• **INPUT DATA**
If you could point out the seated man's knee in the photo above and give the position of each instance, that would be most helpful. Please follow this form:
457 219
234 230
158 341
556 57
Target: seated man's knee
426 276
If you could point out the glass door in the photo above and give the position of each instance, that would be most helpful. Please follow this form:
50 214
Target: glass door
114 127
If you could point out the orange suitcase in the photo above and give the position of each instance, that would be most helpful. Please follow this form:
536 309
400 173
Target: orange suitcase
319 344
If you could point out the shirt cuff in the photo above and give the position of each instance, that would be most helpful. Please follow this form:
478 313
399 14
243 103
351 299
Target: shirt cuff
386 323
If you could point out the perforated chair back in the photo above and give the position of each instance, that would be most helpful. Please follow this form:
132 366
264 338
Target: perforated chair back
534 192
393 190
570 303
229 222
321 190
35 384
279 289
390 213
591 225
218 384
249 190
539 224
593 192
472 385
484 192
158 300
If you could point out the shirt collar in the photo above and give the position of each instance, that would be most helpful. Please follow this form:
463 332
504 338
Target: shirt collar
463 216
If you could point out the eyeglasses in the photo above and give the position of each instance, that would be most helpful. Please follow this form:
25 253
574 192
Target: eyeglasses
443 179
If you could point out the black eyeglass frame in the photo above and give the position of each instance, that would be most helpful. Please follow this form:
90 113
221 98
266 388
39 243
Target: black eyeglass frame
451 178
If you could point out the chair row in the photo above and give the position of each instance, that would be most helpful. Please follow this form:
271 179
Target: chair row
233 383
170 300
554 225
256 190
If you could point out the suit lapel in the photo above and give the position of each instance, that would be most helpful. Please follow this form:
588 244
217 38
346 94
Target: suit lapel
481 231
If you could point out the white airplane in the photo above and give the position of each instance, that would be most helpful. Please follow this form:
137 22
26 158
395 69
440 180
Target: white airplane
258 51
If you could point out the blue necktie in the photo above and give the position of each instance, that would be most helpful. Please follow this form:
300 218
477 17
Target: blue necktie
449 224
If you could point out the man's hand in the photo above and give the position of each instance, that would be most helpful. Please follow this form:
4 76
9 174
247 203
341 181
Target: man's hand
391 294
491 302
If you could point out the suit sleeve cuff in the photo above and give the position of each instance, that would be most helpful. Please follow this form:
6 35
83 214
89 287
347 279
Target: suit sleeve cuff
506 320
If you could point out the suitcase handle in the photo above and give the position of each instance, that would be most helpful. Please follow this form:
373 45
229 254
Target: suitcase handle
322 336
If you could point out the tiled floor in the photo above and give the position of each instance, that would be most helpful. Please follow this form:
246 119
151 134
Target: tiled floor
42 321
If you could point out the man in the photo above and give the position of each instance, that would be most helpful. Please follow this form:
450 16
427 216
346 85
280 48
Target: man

• **WHAT YOU HAVE TO DO**
None of the records may be omitted; each is to be printed exactly.

• **RESPONSE BOX**
If you could point out the seated man's knee in the photo above and give the position of each instance, that would be most helpful. Please follow this form:
457 219
234 230
158 341
556 57
Target: seated man's knee
426 276
If you could point out the glass door in the photo above and give the position of each instance, that would be most helpful. Please follow this form:
50 214
Target: glass door
114 127
If you could point out the orange suitcase in the photo above and give the position of each instance, that would be most helpful. Please follow this form:
536 309
400 173
Target: orange suitcase
319 344
If you could point out the shirt cuff in the photo above and give the position of each instance, that would be most helpful. Please follow this form:
478 313
399 14
243 103
351 299
Target: shirt cuff
386 323
If you could point out the perforated chair back in the photo above and give the position of each instance, that would be most helpful. Please follow this form:
132 366
264 338
Target: perforated chair back
534 192
393 190
570 303
229 222
321 190
35 384
279 289
390 213
591 225
218 384
249 190
539 224
593 192
472 385
484 192
158 300
If you could point out the shirt collar in the photo above and give the position of each instance, that would be most helpful. Please follow this form:
463 332
504 338
Target: shirt collar
463 216
If you could point out the eyeglasses in the photo above and give the position of each instance, that would be most helpful. Please follow this form:
25 253
574 192
Target: eyeglasses
443 179
If you could point out the black eyeglass frame in the photo above and give the position of each instance, that would be most helpful. Please follow this form:
90 113
221 98
266 388
39 243
Target: black eyeglass frame
451 178
If you could point out the chair row in the photo above and give the position of each instance, that would be most helpful. Please follow this form:
271 179
Target: chair row
233 383
170 300
554 225
256 190
If you could point out the suit lapel in the photo above and give the position of each instance, that would be most helpful. Please follow this form:
588 244
217 38
346 94
Target: suit lapel
481 231
If you could point out the white airplane in the photo above and give the position of each instance, that would be most helpful. Please follow this form:
137 22
26 158
395 69
440 180
Target: white airplane
258 51
If you could point out the blue necktie in the photo above and give the position of each instance, that would be most helpful. Please follow this form:
300 218
477 17
Target: blue necktie
449 224
If you could point out the man's hand in the photo above and give the position of each instance, that would be most helpful. Please follow this form:
4 76
9 174
247 203
341 181
Target: man's hand
391 294
491 302
If you could point out the suit sleeve cuff in the photo above and give the position of each instance, that would be most helpful. Please follow this form:
6 35
83 214
89 287
347 279
Target: suit sleeve cuff
506 320
If you could point out the suitcase handle in the photo above and give the position of each instance, that would be most helpful. Please follow this form:
373 45
229 254
Target: suitcase handle
322 336
If you could point out the tiled floor in the photo above and give the position of each instance, that would be most helpful. Please follow this form:
246 119
151 134
Target: tiled floor
42 321
If you could point out the man in the photo above and give the position of each instance, that would be most helpful. Please follow this form:
450 16
427 216
346 85
280 48
Target: man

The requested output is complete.